:: Region pointing data ::

_ _ _ _ _

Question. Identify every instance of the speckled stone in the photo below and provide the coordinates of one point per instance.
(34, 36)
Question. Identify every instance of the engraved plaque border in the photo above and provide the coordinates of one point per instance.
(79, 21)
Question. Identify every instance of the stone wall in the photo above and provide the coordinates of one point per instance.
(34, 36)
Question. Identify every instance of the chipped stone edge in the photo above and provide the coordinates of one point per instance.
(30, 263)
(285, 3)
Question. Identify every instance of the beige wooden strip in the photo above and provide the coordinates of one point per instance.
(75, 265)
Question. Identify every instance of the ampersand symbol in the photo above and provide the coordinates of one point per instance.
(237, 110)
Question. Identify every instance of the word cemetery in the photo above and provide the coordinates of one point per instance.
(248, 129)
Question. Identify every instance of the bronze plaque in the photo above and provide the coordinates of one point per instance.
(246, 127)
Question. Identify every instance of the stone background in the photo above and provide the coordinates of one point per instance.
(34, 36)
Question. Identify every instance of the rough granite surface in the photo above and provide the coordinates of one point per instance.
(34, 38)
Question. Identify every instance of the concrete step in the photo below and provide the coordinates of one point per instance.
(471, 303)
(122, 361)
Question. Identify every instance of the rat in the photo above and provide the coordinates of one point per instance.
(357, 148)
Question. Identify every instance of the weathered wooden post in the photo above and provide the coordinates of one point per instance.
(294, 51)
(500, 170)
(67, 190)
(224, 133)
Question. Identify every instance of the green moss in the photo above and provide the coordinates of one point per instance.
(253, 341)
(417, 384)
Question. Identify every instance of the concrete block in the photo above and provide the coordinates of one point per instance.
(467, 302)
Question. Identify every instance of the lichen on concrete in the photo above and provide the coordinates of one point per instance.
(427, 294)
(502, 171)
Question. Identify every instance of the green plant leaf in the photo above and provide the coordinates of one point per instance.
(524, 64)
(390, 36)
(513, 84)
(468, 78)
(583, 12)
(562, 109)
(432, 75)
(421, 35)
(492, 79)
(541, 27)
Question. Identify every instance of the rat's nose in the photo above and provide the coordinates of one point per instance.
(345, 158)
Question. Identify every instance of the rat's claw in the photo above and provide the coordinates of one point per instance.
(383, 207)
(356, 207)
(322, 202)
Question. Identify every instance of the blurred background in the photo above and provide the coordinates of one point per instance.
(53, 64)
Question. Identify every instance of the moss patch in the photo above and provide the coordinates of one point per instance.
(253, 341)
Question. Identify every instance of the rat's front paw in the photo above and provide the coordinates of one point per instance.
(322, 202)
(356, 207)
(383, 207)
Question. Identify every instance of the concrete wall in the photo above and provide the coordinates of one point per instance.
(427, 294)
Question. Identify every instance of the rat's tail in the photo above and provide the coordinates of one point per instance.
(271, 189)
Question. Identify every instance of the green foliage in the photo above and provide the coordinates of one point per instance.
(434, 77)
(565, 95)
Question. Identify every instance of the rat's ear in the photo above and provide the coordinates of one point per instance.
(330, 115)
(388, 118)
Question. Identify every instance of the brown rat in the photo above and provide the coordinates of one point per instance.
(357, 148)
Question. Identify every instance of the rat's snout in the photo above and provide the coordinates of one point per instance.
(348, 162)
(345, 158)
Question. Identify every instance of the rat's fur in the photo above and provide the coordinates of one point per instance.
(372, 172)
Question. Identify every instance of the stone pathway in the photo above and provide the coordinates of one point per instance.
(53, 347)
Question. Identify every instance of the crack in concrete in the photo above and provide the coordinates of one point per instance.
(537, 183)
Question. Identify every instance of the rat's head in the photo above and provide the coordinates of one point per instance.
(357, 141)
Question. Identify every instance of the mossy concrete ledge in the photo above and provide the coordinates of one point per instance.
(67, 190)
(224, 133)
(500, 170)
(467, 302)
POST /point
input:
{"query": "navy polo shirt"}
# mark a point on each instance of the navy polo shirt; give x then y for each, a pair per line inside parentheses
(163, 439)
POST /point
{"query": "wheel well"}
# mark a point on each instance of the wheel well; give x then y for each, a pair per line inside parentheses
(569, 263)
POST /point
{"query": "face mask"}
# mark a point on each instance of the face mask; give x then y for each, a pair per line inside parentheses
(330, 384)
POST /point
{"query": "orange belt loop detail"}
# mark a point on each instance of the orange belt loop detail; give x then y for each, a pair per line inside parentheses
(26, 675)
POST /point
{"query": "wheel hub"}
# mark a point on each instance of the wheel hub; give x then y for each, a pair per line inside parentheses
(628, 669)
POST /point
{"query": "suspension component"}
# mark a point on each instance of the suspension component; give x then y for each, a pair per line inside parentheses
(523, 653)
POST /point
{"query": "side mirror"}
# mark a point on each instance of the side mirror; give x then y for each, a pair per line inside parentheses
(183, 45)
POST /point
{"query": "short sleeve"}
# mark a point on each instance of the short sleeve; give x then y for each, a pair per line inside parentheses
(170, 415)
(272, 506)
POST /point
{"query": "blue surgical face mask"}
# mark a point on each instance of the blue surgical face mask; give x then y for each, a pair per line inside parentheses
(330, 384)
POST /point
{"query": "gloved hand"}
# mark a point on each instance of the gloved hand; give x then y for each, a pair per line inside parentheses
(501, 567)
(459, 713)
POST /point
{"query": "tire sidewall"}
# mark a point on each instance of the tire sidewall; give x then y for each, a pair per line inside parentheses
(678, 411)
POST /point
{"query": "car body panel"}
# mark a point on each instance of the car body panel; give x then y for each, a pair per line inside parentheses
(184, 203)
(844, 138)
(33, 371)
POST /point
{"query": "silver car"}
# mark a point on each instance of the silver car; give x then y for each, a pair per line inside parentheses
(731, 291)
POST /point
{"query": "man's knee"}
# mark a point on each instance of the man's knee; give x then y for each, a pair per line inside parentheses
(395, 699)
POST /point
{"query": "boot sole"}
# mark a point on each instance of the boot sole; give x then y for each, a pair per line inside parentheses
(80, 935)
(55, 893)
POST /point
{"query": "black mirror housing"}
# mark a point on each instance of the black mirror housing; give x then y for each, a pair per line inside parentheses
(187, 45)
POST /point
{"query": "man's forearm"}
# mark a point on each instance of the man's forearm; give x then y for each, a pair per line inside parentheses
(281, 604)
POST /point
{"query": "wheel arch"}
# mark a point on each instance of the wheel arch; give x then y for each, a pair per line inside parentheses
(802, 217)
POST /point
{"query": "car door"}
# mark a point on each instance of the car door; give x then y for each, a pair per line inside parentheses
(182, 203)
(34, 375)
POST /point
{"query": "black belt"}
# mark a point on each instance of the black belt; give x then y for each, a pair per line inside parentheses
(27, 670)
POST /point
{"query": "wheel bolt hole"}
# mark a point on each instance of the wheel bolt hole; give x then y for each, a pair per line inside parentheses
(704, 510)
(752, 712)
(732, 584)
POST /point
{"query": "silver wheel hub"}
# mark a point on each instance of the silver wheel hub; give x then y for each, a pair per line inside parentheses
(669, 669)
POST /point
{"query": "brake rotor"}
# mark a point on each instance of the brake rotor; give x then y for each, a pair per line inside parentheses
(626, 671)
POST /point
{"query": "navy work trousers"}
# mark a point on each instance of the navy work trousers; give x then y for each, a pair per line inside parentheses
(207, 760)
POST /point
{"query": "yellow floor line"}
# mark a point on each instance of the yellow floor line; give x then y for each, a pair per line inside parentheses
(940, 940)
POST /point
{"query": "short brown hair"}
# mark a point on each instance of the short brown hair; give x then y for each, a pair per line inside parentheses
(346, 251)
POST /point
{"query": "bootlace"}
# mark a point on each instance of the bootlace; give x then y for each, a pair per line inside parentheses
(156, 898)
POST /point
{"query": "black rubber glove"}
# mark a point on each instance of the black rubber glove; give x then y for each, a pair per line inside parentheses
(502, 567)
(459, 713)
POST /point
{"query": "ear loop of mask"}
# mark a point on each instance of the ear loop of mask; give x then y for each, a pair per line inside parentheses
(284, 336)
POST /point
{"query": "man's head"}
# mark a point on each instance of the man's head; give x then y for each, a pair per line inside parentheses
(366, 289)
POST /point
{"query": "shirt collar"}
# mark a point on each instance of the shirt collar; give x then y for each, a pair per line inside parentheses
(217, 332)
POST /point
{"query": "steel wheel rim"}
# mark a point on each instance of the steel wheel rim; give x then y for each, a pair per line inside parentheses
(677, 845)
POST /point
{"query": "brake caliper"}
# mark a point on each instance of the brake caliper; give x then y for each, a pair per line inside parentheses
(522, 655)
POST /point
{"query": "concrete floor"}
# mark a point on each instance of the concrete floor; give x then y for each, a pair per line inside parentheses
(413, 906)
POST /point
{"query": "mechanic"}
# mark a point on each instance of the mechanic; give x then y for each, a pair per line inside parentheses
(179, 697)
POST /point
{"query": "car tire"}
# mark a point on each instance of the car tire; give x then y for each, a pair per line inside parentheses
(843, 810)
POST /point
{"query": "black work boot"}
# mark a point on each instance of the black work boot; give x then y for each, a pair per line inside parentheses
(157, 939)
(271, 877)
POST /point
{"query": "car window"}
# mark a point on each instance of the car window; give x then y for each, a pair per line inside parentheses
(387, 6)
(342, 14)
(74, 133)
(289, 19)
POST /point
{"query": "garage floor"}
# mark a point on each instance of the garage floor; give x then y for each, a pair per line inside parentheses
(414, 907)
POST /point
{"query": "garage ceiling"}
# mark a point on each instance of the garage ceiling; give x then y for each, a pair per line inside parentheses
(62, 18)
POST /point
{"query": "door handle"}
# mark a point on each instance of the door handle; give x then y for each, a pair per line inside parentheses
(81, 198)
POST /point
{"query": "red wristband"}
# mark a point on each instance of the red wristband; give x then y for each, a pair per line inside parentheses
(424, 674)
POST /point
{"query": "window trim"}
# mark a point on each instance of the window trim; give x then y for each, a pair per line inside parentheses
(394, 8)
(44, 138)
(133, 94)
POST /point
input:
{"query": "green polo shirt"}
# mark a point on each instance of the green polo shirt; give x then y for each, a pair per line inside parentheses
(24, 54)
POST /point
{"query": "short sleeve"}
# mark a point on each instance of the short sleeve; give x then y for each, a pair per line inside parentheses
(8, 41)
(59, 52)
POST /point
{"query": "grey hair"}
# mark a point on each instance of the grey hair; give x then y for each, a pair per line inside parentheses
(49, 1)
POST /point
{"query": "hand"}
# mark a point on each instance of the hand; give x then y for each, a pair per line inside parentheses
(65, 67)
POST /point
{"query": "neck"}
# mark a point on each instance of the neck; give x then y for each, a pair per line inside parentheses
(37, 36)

_ _ _ _ _

:: Task ::
Exactly the lines from the one with "# mark a point on each instance of the green" through the end of the entries, both included, should be written out, and no others.

:: Response to this task ::
# mark a point on each instance of the green polo shirt; give x then y for each, a pair per line inside parentheses
(24, 54)
POST /point
{"query": "short sleeve"}
# mark a point on each instance of the short sleeve; give x then y for each, a pair per line inside parentheses
(8, 41)
(59, 52)
POST /point
{"query": "grey hair"}
# mark a point on each instance of the grey hair; give x then y for each, a pair per line inside parentheses
(49, 1)
POST /point
{"query": "hand"}
# mark a point on each instance of the hand; give x then y for each, a pair per line inside parentheses
(65, 67)
POST /point
{"query": "neck"}
# mark a point on each instance of the neck; give x then y for each, a pair per line inside parentheses
(37, 36)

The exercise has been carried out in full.